#### [課題の内容]
下のトランスフォーマーの記事から、「車から姿を変えるロボット生命」を含む言葉で始まり「フレコ現場の舞台裏を大公開!」で終わる部分を、そのまま書き写してください。

車から姿を変えるロボット生命体“トランスフォーマー”と、動物から変形する“ビースト”が共闘する『トランスフォーマー/ビースト覚醒』(8月4日公開)。本作で登場する“ビースト”のオリジナルである「ビーストウォーズ 超生命体トランスフォーマー」は、日本で一大ブームを巻き起こした3Dテレビアニメだったが、その人気に火をつけたのは、後に“声優無法地帯”と呼ばれるまでになった豪華声優陣たちのアドリブ合戦である。時には作品の内容やオリジナルの言語とまったく関係のないことを喋りまくる、その自由すぎるセリフの数々が子どもたちのハートをつかみ、大人になった彼らの記憶にいまもしっかり刻まれている。
【写真を見る】公式が病気…前代未聞の予告編収録、無謀とも思えるアフレコ現場の舞台裏を大公開!
そんな伝説の“声優無法地帯”が、『トランスフォーマー/ビースト覚醒』で奇跡の復活!地上最強の恐竜ティラノザウルスから変形する“メガトロン”の声を担当した千葉繁、ネズミから姿を変える“ラットル”の山口勝平、チーターやスズメバチをスキャンして生まれた“チータス”と“ワスピーター”に息を吹き込んだ高木渉と加藤賢崇が、独自のギャグやアドリブなど好き勝手にぶち込んで大暴走する予告編が公開された。

#### [提供データ]

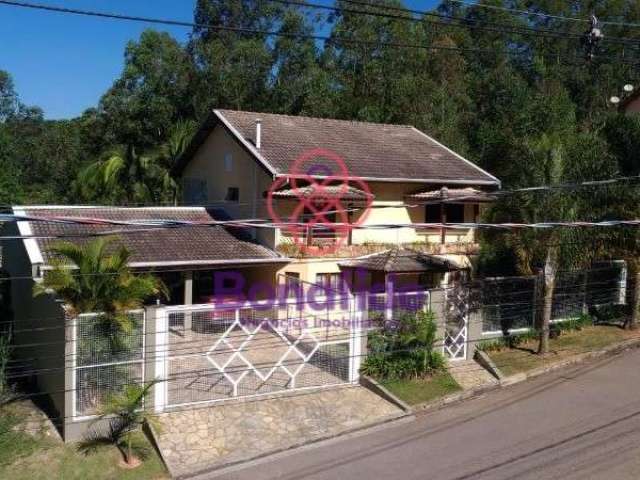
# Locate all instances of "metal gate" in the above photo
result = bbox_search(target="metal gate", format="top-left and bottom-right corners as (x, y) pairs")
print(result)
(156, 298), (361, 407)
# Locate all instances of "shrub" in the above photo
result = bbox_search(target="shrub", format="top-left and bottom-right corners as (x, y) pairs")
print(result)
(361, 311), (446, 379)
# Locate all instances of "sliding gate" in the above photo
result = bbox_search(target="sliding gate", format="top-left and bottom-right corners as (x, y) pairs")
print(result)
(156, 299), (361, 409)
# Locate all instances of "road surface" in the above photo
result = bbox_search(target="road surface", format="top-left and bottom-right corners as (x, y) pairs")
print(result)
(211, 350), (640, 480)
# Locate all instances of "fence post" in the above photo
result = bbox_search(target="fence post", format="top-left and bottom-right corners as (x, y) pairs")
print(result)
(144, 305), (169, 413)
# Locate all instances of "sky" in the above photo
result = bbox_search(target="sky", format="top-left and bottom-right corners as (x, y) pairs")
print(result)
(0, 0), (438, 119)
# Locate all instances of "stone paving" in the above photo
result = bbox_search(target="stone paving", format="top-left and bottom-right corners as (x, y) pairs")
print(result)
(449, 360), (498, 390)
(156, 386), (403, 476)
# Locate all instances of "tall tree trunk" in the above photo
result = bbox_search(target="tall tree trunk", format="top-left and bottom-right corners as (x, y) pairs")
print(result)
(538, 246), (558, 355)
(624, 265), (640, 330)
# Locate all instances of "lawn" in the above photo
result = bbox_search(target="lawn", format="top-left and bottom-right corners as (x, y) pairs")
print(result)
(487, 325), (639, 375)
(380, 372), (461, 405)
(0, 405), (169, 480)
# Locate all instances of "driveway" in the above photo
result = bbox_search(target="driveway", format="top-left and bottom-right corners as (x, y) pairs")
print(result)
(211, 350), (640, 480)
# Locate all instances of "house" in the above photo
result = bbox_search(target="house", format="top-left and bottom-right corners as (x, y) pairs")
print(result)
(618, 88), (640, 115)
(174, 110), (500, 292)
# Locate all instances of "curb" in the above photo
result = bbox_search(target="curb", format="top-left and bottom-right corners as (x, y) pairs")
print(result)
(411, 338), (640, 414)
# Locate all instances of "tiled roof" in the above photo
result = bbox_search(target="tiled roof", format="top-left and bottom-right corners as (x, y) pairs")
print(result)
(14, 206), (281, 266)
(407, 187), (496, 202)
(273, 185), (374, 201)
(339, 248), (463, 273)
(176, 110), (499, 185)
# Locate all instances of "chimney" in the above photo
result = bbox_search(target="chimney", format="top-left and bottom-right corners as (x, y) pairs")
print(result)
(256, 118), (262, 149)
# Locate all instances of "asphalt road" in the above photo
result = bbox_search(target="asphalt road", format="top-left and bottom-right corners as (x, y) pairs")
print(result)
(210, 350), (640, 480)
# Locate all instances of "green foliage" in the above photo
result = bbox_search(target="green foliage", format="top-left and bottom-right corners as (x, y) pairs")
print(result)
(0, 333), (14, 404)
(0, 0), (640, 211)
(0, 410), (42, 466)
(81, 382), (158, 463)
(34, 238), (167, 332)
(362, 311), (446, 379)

* * *

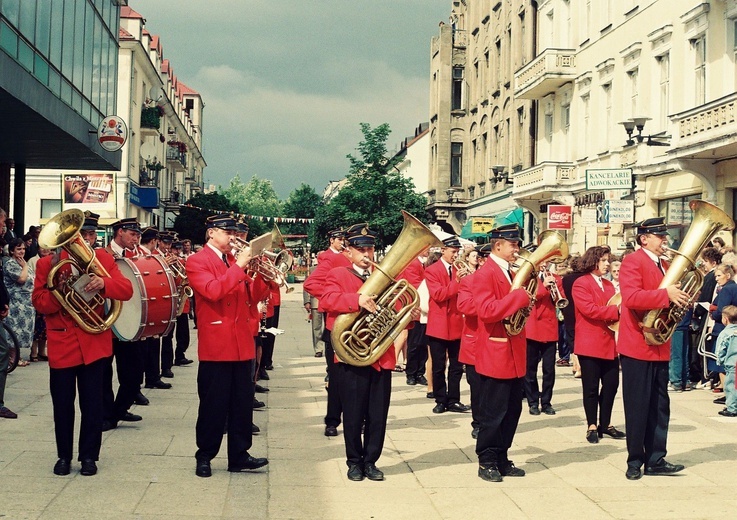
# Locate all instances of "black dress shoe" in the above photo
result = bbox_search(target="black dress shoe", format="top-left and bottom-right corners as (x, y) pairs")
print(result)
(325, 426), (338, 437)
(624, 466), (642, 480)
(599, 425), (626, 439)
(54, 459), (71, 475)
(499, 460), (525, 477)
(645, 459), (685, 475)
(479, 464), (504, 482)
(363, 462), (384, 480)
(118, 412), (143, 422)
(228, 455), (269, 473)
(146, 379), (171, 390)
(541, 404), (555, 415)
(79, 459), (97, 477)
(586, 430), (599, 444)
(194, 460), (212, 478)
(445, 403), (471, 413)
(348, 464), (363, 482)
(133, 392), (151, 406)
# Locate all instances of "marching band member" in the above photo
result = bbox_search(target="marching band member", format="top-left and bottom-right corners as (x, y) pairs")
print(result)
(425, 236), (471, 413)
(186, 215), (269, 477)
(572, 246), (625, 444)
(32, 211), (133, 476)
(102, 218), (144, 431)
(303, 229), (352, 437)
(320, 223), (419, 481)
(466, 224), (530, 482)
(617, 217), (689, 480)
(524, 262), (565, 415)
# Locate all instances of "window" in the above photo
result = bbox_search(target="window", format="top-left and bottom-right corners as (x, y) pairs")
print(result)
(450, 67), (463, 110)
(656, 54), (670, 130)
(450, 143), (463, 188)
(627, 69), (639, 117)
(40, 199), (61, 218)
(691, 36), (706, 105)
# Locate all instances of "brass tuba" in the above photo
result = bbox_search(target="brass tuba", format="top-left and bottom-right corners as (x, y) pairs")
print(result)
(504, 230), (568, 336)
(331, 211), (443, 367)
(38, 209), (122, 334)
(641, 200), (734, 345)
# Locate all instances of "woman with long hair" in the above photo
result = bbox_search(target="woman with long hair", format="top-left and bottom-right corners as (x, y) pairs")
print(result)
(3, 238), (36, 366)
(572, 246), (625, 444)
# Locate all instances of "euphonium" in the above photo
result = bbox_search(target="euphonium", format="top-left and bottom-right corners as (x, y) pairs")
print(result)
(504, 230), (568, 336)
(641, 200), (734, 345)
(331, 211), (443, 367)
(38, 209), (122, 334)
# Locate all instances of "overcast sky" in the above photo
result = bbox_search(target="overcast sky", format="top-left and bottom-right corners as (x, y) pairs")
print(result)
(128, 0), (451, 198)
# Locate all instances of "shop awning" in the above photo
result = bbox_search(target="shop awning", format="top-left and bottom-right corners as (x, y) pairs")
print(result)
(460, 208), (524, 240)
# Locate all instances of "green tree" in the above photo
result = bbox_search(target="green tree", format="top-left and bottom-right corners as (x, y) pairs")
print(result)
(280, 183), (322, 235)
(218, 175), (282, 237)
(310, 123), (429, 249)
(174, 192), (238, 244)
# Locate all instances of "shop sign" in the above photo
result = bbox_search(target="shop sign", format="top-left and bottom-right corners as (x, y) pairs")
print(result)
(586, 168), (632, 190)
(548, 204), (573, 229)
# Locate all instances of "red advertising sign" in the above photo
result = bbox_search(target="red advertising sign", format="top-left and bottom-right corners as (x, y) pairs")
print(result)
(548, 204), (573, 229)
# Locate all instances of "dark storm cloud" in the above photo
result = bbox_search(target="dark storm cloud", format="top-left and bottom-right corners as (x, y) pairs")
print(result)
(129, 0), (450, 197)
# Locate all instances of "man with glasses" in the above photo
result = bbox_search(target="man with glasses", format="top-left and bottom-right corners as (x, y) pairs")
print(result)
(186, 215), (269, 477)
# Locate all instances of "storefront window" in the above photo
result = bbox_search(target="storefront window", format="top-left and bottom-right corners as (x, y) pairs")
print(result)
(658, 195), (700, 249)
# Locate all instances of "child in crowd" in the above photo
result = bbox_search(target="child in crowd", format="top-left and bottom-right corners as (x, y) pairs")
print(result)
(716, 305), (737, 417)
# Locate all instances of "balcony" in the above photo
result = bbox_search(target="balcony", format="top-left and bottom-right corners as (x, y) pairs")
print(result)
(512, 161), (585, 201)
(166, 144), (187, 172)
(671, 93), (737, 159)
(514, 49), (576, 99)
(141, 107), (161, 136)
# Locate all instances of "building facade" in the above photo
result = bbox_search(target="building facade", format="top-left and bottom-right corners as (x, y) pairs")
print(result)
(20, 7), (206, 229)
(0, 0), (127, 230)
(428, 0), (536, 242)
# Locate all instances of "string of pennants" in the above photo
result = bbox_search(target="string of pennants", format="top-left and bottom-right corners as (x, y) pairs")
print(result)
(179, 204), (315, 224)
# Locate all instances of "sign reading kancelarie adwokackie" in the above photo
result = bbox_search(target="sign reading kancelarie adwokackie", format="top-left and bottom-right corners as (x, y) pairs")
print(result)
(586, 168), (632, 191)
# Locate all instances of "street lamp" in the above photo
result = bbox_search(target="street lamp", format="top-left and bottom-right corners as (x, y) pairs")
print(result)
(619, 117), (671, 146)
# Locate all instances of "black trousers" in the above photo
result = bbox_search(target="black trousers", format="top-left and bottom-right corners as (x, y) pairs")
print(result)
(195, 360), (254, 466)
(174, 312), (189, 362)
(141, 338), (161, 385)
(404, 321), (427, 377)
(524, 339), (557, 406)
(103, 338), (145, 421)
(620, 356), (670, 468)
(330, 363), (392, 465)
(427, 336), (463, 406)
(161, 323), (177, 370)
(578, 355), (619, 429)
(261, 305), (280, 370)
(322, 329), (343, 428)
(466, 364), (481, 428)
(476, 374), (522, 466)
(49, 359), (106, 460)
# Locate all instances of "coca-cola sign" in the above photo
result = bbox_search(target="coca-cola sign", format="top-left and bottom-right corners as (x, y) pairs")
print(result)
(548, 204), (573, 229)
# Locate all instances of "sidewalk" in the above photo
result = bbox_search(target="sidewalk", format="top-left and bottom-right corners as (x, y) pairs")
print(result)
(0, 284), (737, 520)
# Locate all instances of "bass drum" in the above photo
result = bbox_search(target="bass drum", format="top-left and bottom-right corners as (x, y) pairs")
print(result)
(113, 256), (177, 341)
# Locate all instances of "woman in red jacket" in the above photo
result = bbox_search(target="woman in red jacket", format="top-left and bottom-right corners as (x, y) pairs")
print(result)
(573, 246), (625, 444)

#### [解答]
車から姿を変えるロボット生命体“トランスフォーマー”と、動物から変形する“ビースト”が共闘する『トランスフォーマー/ビースト覚醒』(8月4日公開)。本作で登場する“ビースト”のオリジナルである「ビーストウォーズ 超生命体トランスフォーマー」は、日本で一大ブームを巻き起こした3Dテレビアニメだったが、その人気に火をつけたのは、後に“声優無法地帯”と呼ばれるまでになった豪華声優陣たちのアドリブ合戦である。時には作品の内容やオリジナルの言語とまったく関係のないことを喋りまくる、その自由すぎるセリフの数々が子どもたちのハートをつかみ、大人になった彼らの記憶にいまもしっかり刻まれている。
【写真を見る】公式が病気…前代未聞の予告編収録、無謀とも思えるアフレコ現場の舞台裏を大公開!